## [PROBLEMS TO WORK ON]
1. Decide whether each statement agrees with the passage on constructive discharge, answering yes or no and quoting the deciding words: (a) Martin has withdrawn his claim about vacation benefits. (b) Under the Eighth Circuit standard, the employer must have created intolerable working conditions intending to force the employee to quit. (c) An employee may quit without giving the employer any chance to resolve the problem.
2. According to the passage on constructive discharge, which two forms of adverse employment action did Martin initially allege?

## [PROVIDED PASSAGE]
Martin initially alleged two forms of adverse employment action: (1) denial of paid vacation benefits and (2) constructive discharge. As noted above, he has withdrawn his claim concerning vacation benefits in the face of Champion’s production of payroll records contradicting that claim. See note 4, supra. Thus, to establish this element of his discrimination claim Martin must show that he was constructively discharged. The Eighth Circuit Court of Appeals has stated: “To prove a constructive discharge, an employee must show that the employer deliberately created intolerable working conditions with the intention of forcing her to quit.” Alvarez v. Des Moines Bolt Supply, Inc., 626 F.3d 410, 418 (8th Cir.2010); see also Van Meter Indus, v. Mason City Human Rights Comm’n, 675 N.W.2d 503, 511 (Iowa 2004). Moreover, “an employee must give [his or] her employer a reasonable opportunity to resolve a problem before quitting.” Sanders v. Lee Cnty. Sch. Dist. No. 1, 669 F.3d 888, 893 (8th Cir.2012); see also Van Meter, 675 N.W.2d at 511.

## [DATA ROWS]
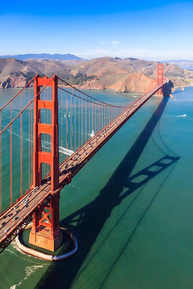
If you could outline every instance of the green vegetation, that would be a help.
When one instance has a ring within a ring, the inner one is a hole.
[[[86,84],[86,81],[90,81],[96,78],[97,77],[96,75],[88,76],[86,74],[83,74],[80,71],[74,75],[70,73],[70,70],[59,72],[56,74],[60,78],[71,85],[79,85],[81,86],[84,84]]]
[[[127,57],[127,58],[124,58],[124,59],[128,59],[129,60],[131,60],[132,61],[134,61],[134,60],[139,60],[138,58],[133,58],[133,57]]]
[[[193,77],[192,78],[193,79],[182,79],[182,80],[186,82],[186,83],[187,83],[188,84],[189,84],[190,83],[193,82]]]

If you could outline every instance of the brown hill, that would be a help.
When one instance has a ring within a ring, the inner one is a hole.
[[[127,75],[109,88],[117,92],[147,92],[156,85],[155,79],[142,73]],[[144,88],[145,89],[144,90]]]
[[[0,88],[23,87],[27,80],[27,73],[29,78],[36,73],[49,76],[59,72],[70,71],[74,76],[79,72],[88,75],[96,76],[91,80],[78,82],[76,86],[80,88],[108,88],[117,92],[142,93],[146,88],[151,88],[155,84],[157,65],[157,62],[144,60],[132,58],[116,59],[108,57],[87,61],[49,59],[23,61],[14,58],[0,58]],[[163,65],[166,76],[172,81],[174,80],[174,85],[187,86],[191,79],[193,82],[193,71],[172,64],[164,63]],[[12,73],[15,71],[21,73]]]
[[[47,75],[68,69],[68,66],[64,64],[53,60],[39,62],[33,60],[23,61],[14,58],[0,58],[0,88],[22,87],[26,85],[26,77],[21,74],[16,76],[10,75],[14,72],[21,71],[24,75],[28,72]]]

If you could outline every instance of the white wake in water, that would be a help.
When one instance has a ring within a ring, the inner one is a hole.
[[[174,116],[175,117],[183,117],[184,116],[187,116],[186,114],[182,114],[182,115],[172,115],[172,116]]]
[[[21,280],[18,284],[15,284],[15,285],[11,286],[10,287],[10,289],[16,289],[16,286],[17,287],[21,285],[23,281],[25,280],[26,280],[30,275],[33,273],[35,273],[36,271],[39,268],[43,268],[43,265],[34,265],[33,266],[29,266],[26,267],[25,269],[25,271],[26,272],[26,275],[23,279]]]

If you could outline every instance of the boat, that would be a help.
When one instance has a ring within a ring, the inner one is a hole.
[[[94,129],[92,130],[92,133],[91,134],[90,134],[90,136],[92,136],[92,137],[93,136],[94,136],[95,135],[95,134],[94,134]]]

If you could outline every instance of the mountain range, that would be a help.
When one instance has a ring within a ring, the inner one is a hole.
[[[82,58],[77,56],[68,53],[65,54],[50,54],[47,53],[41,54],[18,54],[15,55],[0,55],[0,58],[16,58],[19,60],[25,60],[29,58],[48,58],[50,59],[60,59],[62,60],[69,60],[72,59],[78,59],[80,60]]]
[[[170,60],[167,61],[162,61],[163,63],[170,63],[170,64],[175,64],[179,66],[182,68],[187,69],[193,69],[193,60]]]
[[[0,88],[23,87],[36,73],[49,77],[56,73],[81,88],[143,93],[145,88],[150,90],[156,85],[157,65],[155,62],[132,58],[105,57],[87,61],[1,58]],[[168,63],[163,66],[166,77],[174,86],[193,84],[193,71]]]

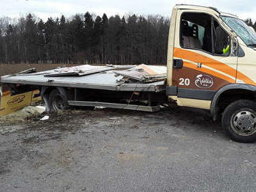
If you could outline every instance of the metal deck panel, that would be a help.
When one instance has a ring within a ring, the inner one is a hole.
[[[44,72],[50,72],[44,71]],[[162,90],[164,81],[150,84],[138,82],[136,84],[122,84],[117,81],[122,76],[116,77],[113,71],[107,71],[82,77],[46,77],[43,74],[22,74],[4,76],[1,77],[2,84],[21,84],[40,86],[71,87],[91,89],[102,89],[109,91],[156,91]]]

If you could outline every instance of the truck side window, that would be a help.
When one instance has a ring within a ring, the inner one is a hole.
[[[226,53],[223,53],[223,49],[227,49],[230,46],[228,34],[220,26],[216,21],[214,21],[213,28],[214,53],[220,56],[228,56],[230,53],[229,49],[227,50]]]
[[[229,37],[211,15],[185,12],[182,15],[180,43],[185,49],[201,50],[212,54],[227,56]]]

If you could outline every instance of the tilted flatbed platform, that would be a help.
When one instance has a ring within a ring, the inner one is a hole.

## [SOLUTION LIST]
1.
(a) Yes: "he has withdrawn his claim concerning vacation benefits"
(b) Yes: "the employer deliberately created intolerable working conditions with the intention of forcing her to quit"
(c) No: "an employee must give [his or] her employer a reasonable opportunity to resolve a problem before quitting"

2. Denial of paid vacation benefits and constructive discharge.